The applicant must demonstrate the existence of a prima facie case, in the sense that there is a probability that at the trial of the underlying action, it will be entitled to relief, secondly it must demonstrate the inconvenience or injury it would in all likelihood suffer if an injunction were refused, is not outweighed by the injury the defendant would suffer if an injunction was granted: Australian Broadcasting Corporation v O’Neill.[5] The requisite probability of ultimate success depends upon the nature of the rights asserted and the practical consequences likely to flow from the interlocutory orders sought: Australian Broadcasting Corporation v O’Neill.[6] Once those steps are considered there is further requirement to consider whether or not damages provide an adequate remedy, the onus lying on an applicant to satisfy the court that they are not: Jakudo Pty Ltd v South Australian Telecasters Ltd.[7]
[5] (2006) 227 CLR 57 at [65]
[6] Above at [71]
[7] (1997) 69 SASR 440 at 442-443
The applicant’s case depends very much on reading the business acquisition agreement incorporating as essential contractual terms, the maintenance of a medical practice comprising not less than 14 Doctors, working a total of not less than 25,000 hours per year. This stance requires the entire contract to be read as a whole, in the context of pre-contractual negotiations. The respondent contends that none of these expectations crystallised into distinct contractual terms. It relies in particular on the performance agreements, as these entitle the Doctors to resign on giving three months notice. The respondent also denies that it is appropriate to imply terms, in accordance with accepted principles. It contends such implied terms conflict with the contract itself, especially as it is exhaustive of contractual relations, and is expressed to be an “entire agreement” (clause 24.9). Furthermore the respondent strenuously argues that damages adequately protect the applicant’s interests.
Prima facie case
The contract itself does not contain express warranties as such, to engage no less than a minimum number of Doctors, or the number of Doctor hours per week, or weeks per year, that should be performed. Taken in context however, the construction contended for by the applicant is a reasonably arguable position to take. This view is reinforced by the core obligation to maintain base line revenues, which could hardly be sustained if the number of Doctors or the number of hours they worked, fell to any significant extent. Since the core obligations on any view focus on the achievement and maintenance of base line revenues, it is clearly arguable that the respondent fell under a contractual duty to do such things as were necessary to sustain and achieve those obligations. The attainment of a sufficient number of service Doctors, and the performance of a sufficient number of service hours, are the two most obvious means of achieving those core ends.
The cause of action centred upon implied contractual terms is not nearly so straight forward. The amended statement of claim pleads the above terms, ought to be implied so as to give business efficacy to the acquisition agreement, relying on the well-known statement of principle expressed by Mason J in Codelfa Constructions Pty Ltd v The State Rail Authority (NSW).[8]
[8] (1992) 149 CLR 337 at 346
The pre-contractual correspondence between the parties clearly demonstrates the prospect of shortfalls of this kind was one contemplated by the parties. The capacity of Doctors to contract out on three months notice, was expressly discussed. The manner of dealing with such issues ultimately crystallised into the actual terms of the contract itself. The mechanism chosen by mutual agreement was the revenue incentive scheme when revenue targets were exceeded, and claw-back of the purchase price, when they were not. Enforcement of the scheme was backed up at two levels, by the revenue warranty deposit and the bank guarantees. As presently advised it is difficult to see how implied terms of the kind pleaded could arise in the context of such detailed provisions on those very matters. Doubts as to the implication of terms in this context, are magnified when one considers that it is practically impossible to obtain an order compelling an unwilling party to perform a contract for personal service: see the cases referred to in Cheshire and Fifoot’s Law of Contract.[9]It would be a peculiar result to imply terms on account of business efficacy in the face of mutual understandings to the opposite effect: Liangis Investments Pty Ltd v Ipex ITG Pty Ltd.[10]
[9] (8th Australian Edition) 2002 at para 24.12
[10] [2005] ACTCA 2 at [40]
Given the conclusion that the court has already reached in relation to the primary claim, it is unnecessary to express any final view in relation to this particular aspect of the matter, except to observe that the point taken alone, struggles to contain the degree of probability necessary for an entitlement to relief under the rubric of implied contractual terms.

[Records drawn from a collection]
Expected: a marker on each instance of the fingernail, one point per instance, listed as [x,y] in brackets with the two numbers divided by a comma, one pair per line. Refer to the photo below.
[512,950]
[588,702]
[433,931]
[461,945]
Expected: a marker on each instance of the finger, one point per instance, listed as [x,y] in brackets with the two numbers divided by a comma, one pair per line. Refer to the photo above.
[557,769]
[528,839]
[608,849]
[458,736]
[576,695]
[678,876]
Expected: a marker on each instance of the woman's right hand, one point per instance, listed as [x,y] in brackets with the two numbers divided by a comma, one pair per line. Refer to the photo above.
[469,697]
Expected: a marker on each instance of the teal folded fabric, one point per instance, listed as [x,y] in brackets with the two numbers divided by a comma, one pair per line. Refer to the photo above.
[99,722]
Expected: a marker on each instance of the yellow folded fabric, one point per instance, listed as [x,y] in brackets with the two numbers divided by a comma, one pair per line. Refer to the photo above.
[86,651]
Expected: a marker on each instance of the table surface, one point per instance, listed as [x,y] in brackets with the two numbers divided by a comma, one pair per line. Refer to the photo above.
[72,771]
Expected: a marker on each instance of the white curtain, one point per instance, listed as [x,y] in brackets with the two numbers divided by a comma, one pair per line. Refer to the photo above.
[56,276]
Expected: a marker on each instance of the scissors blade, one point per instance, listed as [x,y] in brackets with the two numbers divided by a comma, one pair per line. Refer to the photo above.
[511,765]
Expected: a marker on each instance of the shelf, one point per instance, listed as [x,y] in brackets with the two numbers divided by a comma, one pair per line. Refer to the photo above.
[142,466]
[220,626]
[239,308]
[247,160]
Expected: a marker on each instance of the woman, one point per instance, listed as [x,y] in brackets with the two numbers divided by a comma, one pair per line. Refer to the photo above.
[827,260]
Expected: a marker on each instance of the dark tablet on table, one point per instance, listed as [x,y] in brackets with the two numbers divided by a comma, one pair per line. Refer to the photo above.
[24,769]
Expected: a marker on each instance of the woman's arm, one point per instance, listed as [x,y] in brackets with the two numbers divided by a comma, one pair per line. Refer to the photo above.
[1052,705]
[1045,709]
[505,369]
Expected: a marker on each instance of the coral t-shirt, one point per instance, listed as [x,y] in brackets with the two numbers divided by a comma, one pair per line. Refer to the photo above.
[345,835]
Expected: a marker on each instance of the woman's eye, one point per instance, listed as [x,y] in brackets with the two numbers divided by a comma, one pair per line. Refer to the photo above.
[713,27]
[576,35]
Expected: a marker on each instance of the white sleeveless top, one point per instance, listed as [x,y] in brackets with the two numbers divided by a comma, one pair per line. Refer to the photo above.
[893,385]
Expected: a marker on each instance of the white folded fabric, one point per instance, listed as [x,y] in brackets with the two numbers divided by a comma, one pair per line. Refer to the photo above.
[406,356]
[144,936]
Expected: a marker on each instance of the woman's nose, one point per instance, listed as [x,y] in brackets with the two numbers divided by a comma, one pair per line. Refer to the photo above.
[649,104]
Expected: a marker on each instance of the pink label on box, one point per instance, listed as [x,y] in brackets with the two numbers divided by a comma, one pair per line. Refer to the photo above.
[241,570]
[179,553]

## [What you will do]
A: In the judgment excerpt, condense the paragraph beginning "The applicant’s case depends very much" into a short bulleted list that keeps its main facts.
B: Translate this sentence from the judgment excerpt into Spanish: "This stance requires the entire contract to be read as a whole, in the context of pre-contractual negotiations."
C: Write what comes next in the judgment excerpt, continuing after its final paragraph.

## [Activity answers]
A:
- The applicant's case depends on reading the business acquisition agreement as including essential terms requiring a medical practice of at least 14 Doctors working at least 25,000 hours per year.
- This requires reading the whole contract in the context of pre-contractual negotiations.
- The respondent says none of these expectations became distinct contractual terms. It relies especially on the performance agreements, which let the Doctors resign on three months notice.
- The respondent also denies that implying terms is appropriate under accepted principles. It says such terms would conflict with the contract, which is exhaustive and expressed as an "entire agreement" (clause 24.9).
- The respondent strenuously argues that damages adequately protect the applicant's interests.

B: Esta postura exige que el contrato completo se lea en su conjunto, en el contexto de las negociaciones precontractuales.

C:
This leads to the final cause of action, that framed in negligence, said to be founded on the decision of the High Court in Perre v Apand Pty Ltd.[11] In that case the High Court determined by a majority that the combination of matters upon which a duty of care in negligence depended, were foresight of the likelihood of harm, the knowledge or means of knowledge of an ascertainable class of vulnerable persons unable to protect themselves from harm, that implying a duty of care would not impair the legitimate pursuit of commercial interests and that damage in fact flows from occurrences within the negligent party’s control. The difficulty in this instance is that it is by no means clear the applicant was unable to protect itself from harm, because this is the very contingency they purported to cater for, by way of an highly prescriptive and exhaustive agreement.
[11] (1999) 198 CLR 180
Once again because of the conclusion already reached, it is perhaps undesirable to express a final view on this aspect of the matter either, except to simply rest on the observation that an action in negligence would appear to have problems, judged on the basis of the limited material presently before the court.
Is the security available before liability determination?
This is not however the end of the inquiry, in light of the argument of Mr Roberts for the defendant. He contended the applicant must identify a genuine dispute concerning its entitlement to relief from the obligation to honour the security bond by way of the bank cheque. Expressed in another way, the submission was that an interlocutory injunction can only be granted to protect a right, when the court could protect that right by way of final judgment. The proposition crystallises in the following passage taken from Australian Broadcasting Corp v Lenah Game Meats Ltd:[12]
The basic proposition remains that where interlocutory injunctive relief is sought in a Judicature system court, it is necessary to identify the legal (which may be statutory) or equitable rights which are to be determined at trial and in respect of which there is sought final relief which may or may not be injunctive in nature.
[12] (2001) 208 CLR 199, per Gummow and Hayne JJ at [91] (footnote omitted)
For this purpose, Mr Roberts relied heavily on the decision in Fletcher Construction Australia Ltd v Varnsdorf Pty Ltd.[13] That case concerned a building contract, providing for penalties by way of “time damages”, if and when the builder failed to complete by a certain date. Having so failed, the building owner gave notice demanding the prescribed payment and its intention to draw on standby letters of credit provided as security for the payment of time damage under the contract. The builder sought an injunction restraining the owner from drawing on the letters of credit, ultimately refused by a single judge and by the Court of Appeal.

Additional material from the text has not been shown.